MATERIAL SUPPLIED:
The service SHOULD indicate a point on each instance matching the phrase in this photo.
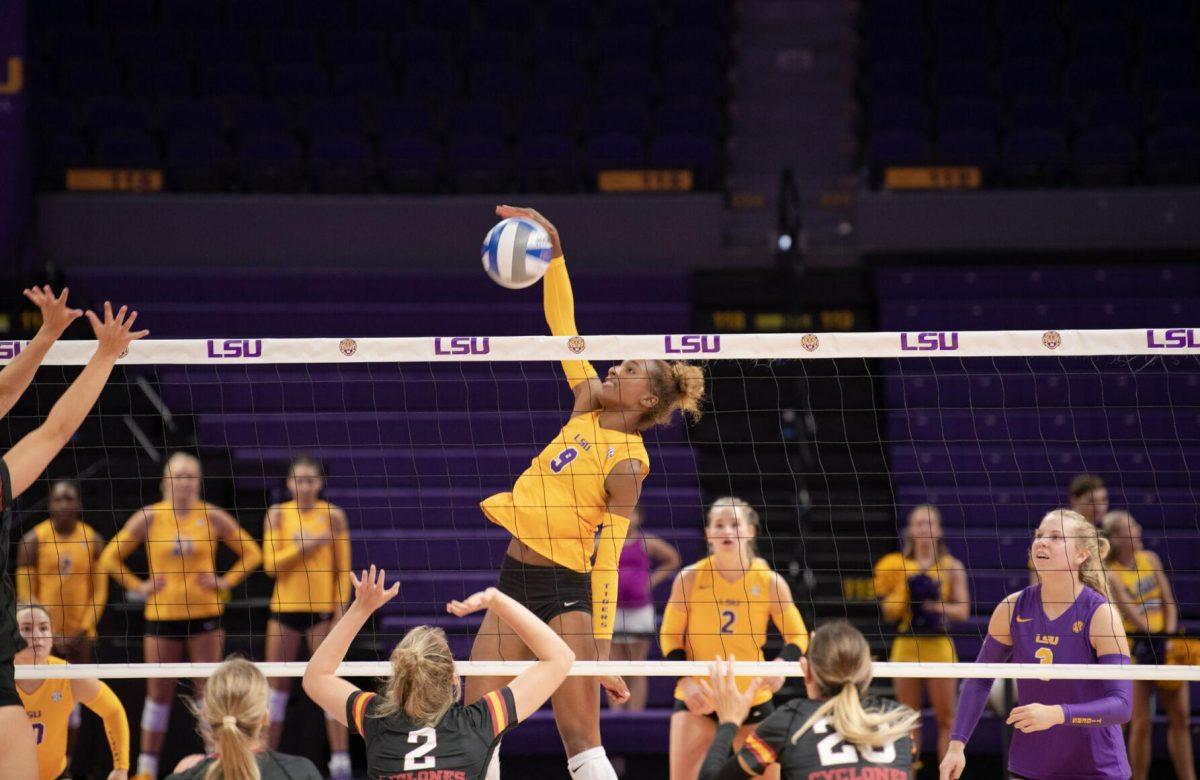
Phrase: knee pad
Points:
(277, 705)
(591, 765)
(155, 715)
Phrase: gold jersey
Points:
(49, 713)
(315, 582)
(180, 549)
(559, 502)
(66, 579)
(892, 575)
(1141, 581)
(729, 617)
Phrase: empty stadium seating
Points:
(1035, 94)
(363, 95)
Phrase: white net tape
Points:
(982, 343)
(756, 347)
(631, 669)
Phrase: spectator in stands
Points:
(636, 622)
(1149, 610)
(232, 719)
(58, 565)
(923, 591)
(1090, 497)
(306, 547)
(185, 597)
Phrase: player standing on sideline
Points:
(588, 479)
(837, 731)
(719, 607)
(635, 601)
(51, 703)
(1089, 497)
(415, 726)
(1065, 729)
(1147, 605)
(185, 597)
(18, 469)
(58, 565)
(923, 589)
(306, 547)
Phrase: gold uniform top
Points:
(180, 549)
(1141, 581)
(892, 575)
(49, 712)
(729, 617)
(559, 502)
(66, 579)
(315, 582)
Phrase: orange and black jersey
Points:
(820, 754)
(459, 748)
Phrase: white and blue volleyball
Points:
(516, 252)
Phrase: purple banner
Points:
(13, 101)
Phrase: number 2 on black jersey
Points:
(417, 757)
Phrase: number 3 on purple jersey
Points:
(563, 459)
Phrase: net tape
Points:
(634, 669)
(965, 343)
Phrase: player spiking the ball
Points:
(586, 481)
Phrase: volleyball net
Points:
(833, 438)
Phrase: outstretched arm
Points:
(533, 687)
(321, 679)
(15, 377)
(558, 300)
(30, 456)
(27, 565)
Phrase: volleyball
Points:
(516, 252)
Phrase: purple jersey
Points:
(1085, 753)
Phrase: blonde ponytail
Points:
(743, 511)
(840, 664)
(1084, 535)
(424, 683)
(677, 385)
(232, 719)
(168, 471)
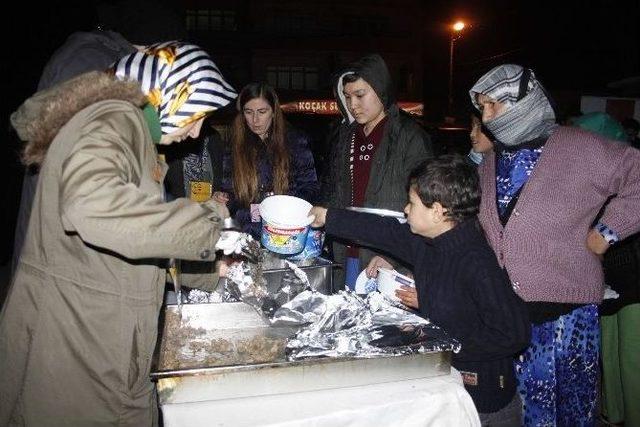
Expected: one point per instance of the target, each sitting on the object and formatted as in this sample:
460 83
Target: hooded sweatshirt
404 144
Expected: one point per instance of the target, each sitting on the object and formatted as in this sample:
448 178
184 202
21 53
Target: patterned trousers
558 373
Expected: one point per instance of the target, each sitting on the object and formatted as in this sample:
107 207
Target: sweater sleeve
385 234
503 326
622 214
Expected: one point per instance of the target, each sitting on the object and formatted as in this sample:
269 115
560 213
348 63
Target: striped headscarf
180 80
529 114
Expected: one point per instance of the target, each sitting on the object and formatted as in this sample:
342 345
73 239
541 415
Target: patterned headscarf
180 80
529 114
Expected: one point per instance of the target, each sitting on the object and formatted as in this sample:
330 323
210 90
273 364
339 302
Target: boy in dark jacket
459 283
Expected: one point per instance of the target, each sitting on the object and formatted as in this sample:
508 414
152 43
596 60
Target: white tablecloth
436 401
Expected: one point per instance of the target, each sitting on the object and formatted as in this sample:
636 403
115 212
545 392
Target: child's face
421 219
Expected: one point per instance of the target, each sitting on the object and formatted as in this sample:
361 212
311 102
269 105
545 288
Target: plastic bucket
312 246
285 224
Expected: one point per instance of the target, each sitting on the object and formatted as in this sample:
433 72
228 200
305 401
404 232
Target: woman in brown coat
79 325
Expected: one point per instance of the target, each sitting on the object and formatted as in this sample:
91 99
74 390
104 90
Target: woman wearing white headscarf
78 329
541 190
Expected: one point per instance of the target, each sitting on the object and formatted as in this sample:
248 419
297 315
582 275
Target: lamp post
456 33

==

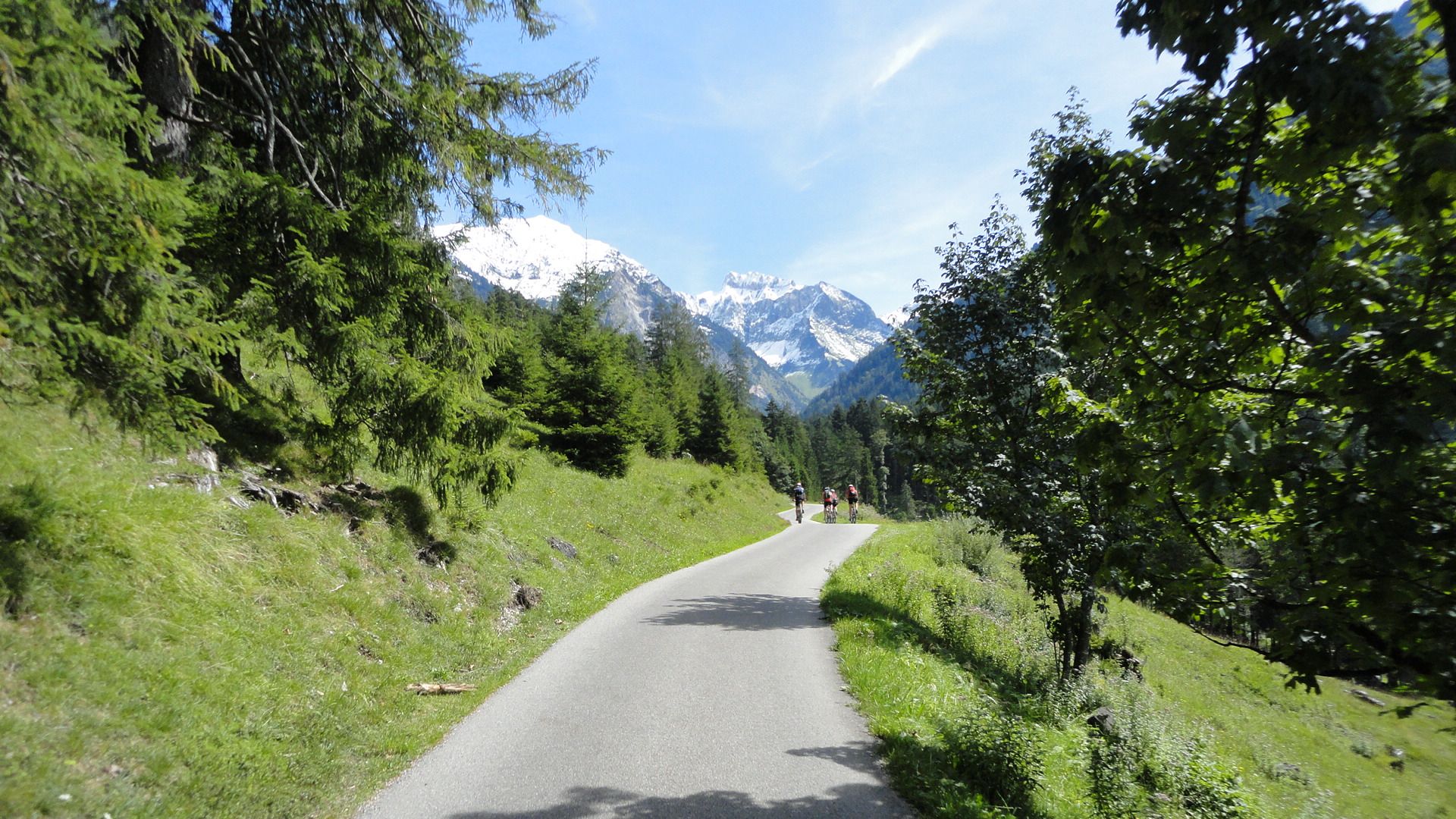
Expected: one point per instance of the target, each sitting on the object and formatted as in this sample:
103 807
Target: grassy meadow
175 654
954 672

BRIEF:
How many of the lines above contain the string "headscarf"? Matching is case-sensitive. Reply with the number alone.

FULL OUTPUT:
3